▶ [LESETEXT]
Dabei ist es doch so, dass immer mehr Menschen heute im IT-Sektor bzw. in hoch digitalisierten Branchen arbeiten. Und wer in einer IT Personalberatung beschäftigt ist, weiß, dass es nicht sonderlich schwer ist, entsprechend qualifizierte Fachkräfte schnell zu vermitteln. Damit verbunden stellt sich also die Frage, ob es nicht an der Zeit ist, das Normalmodell der Arbeitsplatzpräsenz aufzugeben. Das Coronavirus könnte hierbei eine Chance sein, die alten Strukturen aufzubrechen und zu einer Transformation der Arbeitswelt hin zu mehr Flexibilität in Sachen Arbeitsplatz und Arbeitszeit beizutragen.

Mehr Home Office, weniger »Bullshit Jobs«

Die Großgemeinde Markersdorf ist ein gutes Beispiel dafür, dass die Zeit für eine Transformation der Arbeitswelt im oben genannten Sinne reif ist. Seit 1994 hat sich die Einwohnerzahl von Markersdorf nämlich kaum verändert. Waren es damals noch 3663 Einwohner, so hat sich die Anzahl nach einem deutlichen Anstieg mittlerweile um die 4.000 Einwohner eingependelt. Von ihnen arbeitet ein größerer Anteil als früher in der Dienstleistungsbranche auf Arbeitsplätzen, an denen sie fast ausschließlich am Rechner sitzen oder vor allem telefonieren. Oftmals ist die ständige Präsenz beim Arbeitgeber gar nicht nötig und könnte beispielsweise auf einen Wochentag reduziert werden. Statt zwischen Wohn- und Arbeitsort zu pendeln, was für viele enorme tägliche Fahrstrecken bedeutet, könnten sie genauso gut auch einfach von zu Hause aus arbeiten, sofern ihre jeweils konkrete Arbeitstätigkeit und die Rahmenbedingungen zu Hause dies tatsächlich zulassen.

▶ [AUFGABE 1]
Wie viele Einwohner hatte die Großgemeinde Markersdorf laut dem Lesetext im Jahr 1994?
▶ [AUFGABE 2]
Übertragen Sie aus dem Lesetext wortgetreu die Passage zwischen „Dabei ist es“ und „und Arbeitszeit beizutragen.“, beide Stellen eingeschlossen.
Das Material ist hierfür ohne Belang.

▶ [UNTERSUCHTES MATERIAL]
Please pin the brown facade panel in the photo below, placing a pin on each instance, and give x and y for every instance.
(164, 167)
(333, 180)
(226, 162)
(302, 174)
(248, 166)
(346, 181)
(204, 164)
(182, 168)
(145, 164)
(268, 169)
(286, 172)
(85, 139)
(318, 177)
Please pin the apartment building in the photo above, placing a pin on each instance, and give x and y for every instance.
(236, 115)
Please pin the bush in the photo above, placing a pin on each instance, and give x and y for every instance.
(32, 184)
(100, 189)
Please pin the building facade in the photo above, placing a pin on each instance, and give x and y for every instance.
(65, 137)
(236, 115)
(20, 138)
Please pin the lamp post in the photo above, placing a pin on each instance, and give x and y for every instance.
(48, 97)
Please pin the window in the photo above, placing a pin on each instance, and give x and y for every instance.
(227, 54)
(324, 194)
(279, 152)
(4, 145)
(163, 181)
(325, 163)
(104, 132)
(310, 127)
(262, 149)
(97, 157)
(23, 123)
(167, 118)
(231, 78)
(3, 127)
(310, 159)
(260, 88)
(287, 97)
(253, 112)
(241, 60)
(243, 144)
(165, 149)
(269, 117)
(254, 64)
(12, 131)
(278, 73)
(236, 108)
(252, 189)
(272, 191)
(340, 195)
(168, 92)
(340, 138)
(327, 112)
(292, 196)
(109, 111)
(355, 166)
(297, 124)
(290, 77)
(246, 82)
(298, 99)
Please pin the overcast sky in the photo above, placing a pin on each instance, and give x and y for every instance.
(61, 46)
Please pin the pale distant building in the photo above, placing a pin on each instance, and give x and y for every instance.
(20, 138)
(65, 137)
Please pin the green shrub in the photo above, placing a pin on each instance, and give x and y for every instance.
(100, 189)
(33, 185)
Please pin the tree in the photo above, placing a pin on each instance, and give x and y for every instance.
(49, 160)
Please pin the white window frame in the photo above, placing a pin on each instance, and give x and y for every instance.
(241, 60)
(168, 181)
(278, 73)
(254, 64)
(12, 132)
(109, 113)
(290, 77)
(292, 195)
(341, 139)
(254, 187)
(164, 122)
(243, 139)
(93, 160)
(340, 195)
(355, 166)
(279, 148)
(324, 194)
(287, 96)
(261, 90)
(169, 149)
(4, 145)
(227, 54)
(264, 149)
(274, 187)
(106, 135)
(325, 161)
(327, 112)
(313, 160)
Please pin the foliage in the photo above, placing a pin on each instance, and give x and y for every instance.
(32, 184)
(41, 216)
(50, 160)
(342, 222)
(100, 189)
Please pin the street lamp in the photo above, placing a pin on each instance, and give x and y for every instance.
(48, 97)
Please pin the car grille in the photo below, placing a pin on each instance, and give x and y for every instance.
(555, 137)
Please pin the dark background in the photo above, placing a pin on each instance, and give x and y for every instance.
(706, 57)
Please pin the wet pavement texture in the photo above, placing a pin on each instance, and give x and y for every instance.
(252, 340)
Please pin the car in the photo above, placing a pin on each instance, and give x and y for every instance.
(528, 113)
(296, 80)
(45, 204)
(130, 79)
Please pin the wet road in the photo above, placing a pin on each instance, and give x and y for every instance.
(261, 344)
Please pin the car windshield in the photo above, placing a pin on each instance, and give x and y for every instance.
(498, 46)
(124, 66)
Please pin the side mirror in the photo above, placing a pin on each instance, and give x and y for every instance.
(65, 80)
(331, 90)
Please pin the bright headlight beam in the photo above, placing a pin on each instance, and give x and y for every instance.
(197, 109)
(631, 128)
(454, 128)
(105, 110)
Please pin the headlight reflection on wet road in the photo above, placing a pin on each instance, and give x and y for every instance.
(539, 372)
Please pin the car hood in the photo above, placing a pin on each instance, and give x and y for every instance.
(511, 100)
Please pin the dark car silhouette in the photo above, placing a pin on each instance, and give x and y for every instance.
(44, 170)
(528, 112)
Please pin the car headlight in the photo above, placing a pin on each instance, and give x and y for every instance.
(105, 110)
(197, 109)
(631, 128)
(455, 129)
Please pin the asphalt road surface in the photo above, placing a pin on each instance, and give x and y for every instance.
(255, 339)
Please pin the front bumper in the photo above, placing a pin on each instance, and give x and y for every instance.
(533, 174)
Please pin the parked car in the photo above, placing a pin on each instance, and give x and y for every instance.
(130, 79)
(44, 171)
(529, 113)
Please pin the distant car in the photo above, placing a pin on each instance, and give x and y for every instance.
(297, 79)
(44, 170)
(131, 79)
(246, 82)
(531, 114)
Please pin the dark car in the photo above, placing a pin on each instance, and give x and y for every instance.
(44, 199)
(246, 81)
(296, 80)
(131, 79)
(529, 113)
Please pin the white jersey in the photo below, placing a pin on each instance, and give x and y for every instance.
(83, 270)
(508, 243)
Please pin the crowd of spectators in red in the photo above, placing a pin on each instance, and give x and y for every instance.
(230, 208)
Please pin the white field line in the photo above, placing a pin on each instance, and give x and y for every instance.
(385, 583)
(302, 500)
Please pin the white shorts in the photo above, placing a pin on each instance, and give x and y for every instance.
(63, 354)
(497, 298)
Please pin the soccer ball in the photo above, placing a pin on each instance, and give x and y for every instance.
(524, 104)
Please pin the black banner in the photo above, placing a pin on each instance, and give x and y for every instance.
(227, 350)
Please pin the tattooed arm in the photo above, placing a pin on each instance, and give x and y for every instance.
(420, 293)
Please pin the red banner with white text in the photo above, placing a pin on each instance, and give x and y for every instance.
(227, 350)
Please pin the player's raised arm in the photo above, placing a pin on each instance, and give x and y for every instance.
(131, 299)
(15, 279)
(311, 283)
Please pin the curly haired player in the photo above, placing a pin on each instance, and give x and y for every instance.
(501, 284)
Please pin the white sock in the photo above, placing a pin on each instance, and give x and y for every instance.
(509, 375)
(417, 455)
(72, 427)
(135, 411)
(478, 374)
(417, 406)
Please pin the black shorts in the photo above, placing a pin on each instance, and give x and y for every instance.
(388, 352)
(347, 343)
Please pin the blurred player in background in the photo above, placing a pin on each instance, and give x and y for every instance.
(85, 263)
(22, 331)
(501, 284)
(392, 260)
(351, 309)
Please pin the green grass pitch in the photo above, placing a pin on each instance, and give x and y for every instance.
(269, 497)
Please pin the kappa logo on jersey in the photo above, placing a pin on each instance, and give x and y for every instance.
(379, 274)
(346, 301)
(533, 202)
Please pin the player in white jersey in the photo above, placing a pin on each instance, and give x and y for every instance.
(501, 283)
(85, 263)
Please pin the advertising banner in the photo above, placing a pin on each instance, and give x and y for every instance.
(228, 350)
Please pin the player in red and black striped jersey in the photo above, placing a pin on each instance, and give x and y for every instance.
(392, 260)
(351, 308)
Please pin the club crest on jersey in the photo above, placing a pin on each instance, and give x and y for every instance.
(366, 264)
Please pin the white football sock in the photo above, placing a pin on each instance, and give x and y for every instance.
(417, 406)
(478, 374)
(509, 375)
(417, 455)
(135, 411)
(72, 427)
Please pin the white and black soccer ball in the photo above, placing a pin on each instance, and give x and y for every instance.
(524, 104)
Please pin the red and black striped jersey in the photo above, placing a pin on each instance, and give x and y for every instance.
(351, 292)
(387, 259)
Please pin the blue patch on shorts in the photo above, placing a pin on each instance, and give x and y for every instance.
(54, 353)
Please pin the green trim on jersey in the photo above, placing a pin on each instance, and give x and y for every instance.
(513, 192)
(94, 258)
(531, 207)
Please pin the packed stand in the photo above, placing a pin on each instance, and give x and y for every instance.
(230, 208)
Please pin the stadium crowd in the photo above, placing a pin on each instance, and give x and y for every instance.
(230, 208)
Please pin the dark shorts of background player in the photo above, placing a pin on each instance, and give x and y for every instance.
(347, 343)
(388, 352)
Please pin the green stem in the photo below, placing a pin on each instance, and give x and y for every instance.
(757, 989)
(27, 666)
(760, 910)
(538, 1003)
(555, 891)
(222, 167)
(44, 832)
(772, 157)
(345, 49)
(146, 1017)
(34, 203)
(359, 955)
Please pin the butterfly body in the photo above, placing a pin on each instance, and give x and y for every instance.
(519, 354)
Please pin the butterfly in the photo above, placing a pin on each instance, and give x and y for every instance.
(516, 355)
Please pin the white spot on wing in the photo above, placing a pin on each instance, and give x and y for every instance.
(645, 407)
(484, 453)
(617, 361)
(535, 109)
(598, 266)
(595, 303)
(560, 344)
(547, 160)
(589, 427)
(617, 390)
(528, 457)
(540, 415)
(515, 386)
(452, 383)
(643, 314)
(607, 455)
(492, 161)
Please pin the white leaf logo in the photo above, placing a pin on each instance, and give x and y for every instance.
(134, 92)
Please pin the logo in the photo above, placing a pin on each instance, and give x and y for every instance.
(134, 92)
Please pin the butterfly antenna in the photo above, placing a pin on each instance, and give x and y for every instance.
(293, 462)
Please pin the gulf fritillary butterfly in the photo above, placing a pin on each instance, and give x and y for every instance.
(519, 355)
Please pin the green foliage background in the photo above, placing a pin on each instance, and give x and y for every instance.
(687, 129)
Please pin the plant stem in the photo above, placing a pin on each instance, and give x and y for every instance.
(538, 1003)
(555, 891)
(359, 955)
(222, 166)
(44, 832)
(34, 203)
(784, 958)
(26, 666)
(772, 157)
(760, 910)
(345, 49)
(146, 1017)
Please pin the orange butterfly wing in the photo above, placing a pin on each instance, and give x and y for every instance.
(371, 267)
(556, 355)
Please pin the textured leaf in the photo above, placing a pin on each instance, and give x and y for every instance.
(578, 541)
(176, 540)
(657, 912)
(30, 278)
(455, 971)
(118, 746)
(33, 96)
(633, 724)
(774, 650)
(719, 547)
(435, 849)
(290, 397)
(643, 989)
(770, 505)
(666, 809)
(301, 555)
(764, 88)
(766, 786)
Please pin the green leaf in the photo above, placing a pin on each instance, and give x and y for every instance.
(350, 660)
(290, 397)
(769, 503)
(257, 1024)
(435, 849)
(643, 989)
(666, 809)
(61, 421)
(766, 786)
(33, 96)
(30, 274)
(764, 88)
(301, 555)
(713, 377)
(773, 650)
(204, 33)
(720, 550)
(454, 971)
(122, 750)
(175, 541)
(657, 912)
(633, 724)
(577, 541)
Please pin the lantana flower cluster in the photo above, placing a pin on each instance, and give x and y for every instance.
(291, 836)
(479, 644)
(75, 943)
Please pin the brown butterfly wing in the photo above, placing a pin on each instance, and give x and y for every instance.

▶ [ANTWORTFELD 1]
3663 Einwohner.

▶ [ANTWORTFELD 2]
Dabei ist es doch so, dass immer mehr Menschen heute im IT-Sektor bzw. in hoch digitalisierten Branchen arbeiten. Und wer in einer IT Personalberatung beschäftigt ist, weiß, dass es nicht sonderlich schwer ist, entsprechend qualifizierte Fachkräfte schnell zu vermitteln. Damit verbunden stellt sich also die Frage, ob es nicht an der Zeit ist, das Normalmodell der Arbeitsplatzpräsenz aufzugeben. Das Coronavirus könnte hierbei eine Chance sein, die alten Strukturen aufzubrechen und zu einer Transformation der Arbeitswelt hin zu mehr Flexibilität in Sachen Arbeitsplatz und Arbeitszeit beizutragen.